-- begin --

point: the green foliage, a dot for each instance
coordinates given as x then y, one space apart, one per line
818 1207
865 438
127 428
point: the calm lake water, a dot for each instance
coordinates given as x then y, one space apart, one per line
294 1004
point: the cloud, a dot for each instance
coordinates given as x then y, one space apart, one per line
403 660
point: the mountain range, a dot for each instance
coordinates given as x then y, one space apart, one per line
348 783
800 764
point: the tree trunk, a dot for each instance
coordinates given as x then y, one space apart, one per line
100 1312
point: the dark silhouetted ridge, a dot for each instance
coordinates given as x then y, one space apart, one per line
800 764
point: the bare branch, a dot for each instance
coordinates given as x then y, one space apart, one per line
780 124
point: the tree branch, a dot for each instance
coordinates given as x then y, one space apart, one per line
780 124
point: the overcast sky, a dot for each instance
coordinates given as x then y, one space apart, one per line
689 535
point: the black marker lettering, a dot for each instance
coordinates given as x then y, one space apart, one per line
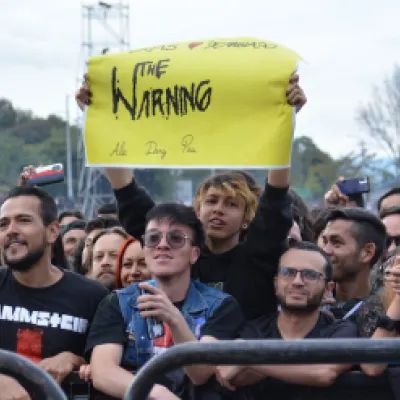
178 100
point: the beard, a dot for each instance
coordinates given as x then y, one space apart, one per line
313 303
26 262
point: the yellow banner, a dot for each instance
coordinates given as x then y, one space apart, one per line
213 103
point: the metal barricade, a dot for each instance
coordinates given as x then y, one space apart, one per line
20 368
252 352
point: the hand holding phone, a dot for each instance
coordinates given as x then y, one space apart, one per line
354 186
45 175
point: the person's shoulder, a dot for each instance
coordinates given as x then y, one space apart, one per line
131 290
80 283
260 327
3 272
210 291
330 327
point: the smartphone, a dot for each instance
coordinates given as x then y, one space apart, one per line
155 327
354 186
47 175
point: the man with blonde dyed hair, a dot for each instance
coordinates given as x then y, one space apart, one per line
244 269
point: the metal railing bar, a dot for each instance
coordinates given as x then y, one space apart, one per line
251 352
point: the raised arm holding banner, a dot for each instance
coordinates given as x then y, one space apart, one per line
214 103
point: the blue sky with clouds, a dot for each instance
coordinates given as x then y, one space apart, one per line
349 46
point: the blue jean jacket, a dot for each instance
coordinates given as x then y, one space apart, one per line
200 303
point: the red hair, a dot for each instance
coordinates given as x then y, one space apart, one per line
121 252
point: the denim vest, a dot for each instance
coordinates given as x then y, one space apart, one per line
200 303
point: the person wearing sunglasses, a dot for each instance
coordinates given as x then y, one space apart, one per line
302 281
187 310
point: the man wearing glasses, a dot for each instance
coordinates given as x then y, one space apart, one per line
178 309
302 281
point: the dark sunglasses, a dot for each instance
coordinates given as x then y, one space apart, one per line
176 239
392 239
307 275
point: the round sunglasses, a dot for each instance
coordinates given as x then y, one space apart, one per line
176 239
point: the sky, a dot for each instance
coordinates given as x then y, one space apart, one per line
349 47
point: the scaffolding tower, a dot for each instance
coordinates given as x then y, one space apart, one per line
105 29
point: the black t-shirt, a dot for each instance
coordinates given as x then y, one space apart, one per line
109 326
266 328
42 322
326 327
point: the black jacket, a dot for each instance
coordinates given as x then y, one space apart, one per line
246 271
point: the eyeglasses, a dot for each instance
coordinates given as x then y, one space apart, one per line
176 239
307 275
392 239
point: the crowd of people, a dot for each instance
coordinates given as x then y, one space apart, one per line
102 296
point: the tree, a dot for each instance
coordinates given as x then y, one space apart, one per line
380 117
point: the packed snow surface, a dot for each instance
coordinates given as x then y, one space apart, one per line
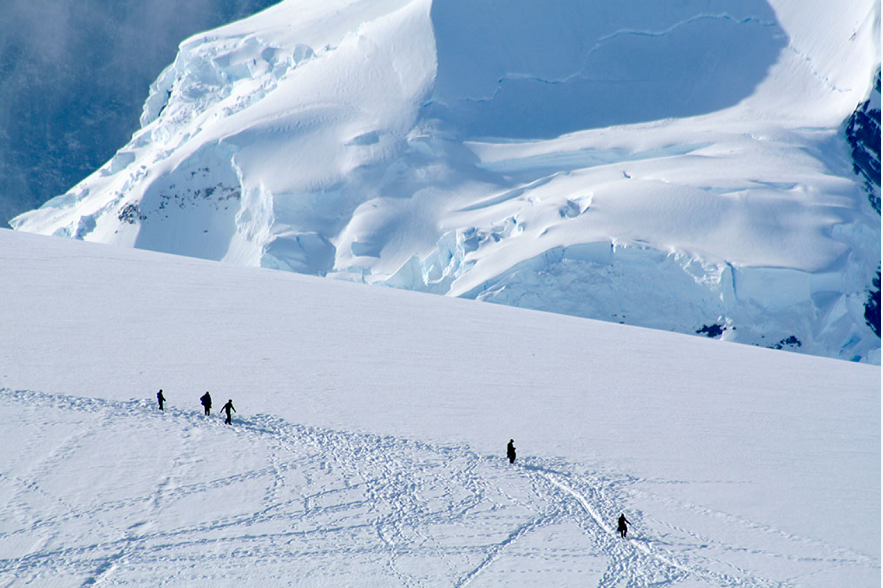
678 166
368 444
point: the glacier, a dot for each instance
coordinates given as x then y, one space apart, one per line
682 168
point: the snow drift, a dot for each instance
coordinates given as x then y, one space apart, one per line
684 168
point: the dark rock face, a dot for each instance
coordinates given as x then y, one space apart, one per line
73 79
863 134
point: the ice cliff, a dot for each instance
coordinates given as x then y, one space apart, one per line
680 167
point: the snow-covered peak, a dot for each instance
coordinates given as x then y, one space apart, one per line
681 167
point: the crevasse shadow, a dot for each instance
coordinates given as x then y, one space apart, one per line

-- end --

REQUIRED TASK ▸ From the line containing "point: the black t-shirt, a" down to the final line of the listing above, write out only those lines exactly as they are, minus the pictures.

OUTPUT OF THE EXERCISE ▸
point: the black t-shirt, a dot for each instance
coordinates given as x then y, one space apart, one per line
109 326
266 328
42 322
326 327
point: the black jacket, a dot for each instance
coordinates given as x then y, one space apart, one per line
246 271
point: the eyeglasses, a dot for each instance
coordinates given as x then y, one space apart, one per line
176 239
307 275
392 239
point: the crowd of people, a dot for each instance
coordinates given as x then y, one space apart, one per line
102 296
point: the tree, a dot for each instance
coordinates given as x then y, one space apart, one per line
380 117
point: the packed snow surface, a dot for each instance
coordinates given as x then y, one space apart, one per line
678 166
368 444
point: the glacier, a dot for each instance
coordinates given as x then y, one space apart, one per line
682 168
point: the snow drift, a dot for each instance
coordinates given as x then y, one space apart, one per line
684 168
point: the dark rock face, a dot for each instance
coordinates given as x then y, one space apart, one per line
73 79
863 134
point: the ice cliff, a dot for each instance
coordinates given as x then y, one space apart, one per line
680 167
point: the snow-covered peak, a dot for each instance
coordinates given as x then y, one space apart, one per line
681 167
point: the crevasse shadow, a dot for each instance
coordinates given as x then y, one space apart, one per line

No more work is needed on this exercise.